*EXERCISE AIM*:
Display each line of the rows below that contains the word "positive".

- - - - - - -

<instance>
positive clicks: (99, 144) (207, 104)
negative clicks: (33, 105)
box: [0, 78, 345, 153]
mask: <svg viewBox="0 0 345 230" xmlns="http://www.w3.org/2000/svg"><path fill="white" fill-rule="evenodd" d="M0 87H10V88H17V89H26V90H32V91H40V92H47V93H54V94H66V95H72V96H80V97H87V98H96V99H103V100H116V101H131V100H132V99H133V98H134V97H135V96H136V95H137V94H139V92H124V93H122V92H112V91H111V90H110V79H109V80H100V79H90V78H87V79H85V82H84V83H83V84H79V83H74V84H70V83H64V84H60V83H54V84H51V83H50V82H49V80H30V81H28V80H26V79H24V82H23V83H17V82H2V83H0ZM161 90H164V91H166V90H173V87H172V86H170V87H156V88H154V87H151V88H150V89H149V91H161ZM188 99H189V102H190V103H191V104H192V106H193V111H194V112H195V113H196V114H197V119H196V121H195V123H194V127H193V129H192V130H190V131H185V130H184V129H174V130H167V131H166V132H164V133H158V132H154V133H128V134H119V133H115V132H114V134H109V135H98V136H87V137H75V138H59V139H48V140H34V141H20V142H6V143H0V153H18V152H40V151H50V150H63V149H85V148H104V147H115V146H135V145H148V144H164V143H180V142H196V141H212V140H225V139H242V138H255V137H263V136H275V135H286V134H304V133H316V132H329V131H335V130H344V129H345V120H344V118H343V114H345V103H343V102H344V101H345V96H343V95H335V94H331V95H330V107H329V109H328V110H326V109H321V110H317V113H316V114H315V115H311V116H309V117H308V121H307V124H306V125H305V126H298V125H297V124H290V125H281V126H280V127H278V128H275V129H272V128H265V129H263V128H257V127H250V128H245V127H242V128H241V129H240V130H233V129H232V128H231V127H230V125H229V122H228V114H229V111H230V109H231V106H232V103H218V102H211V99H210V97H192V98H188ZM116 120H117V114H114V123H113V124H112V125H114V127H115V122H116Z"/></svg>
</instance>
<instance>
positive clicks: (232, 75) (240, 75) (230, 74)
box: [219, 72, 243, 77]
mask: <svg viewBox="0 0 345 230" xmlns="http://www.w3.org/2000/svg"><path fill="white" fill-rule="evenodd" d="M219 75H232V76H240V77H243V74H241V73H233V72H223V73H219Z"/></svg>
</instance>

- - - - - - -

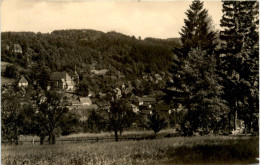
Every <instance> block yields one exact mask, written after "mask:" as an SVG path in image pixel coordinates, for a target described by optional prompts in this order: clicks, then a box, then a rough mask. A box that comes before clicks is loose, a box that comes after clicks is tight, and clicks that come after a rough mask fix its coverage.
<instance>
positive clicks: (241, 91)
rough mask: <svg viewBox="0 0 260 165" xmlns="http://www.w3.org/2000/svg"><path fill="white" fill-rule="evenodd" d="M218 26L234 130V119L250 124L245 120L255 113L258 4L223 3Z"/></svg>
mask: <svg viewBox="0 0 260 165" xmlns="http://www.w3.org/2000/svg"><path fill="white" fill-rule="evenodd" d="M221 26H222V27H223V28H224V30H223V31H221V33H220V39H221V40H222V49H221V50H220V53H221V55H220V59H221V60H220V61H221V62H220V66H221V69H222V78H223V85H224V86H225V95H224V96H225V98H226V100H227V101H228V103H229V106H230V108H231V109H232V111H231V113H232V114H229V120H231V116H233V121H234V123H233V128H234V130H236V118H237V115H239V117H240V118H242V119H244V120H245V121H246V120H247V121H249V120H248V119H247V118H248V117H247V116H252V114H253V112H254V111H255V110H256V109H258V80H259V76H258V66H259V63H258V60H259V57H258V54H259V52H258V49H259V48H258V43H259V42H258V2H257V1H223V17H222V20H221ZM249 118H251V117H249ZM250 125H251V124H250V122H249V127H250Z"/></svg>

- - - - - - -

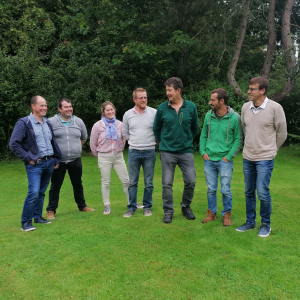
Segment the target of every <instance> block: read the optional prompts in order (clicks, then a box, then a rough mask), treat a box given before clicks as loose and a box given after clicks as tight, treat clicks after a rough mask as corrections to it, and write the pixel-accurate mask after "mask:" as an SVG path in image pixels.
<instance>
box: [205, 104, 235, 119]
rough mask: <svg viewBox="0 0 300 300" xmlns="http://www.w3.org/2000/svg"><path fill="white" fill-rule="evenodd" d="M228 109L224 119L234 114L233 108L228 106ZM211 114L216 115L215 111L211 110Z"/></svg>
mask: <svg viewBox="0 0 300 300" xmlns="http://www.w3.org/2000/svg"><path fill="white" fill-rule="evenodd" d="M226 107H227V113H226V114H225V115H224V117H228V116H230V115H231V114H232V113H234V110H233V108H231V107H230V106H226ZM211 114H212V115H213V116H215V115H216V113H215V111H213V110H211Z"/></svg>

- - - - - - -

*ANSWER TO THIS PROBLEM*:
positive clicks: (99, 144) (207, 104)
positive clicks: (232, 75) (240, 75) (230, 74)
positive clicks: (241, 91)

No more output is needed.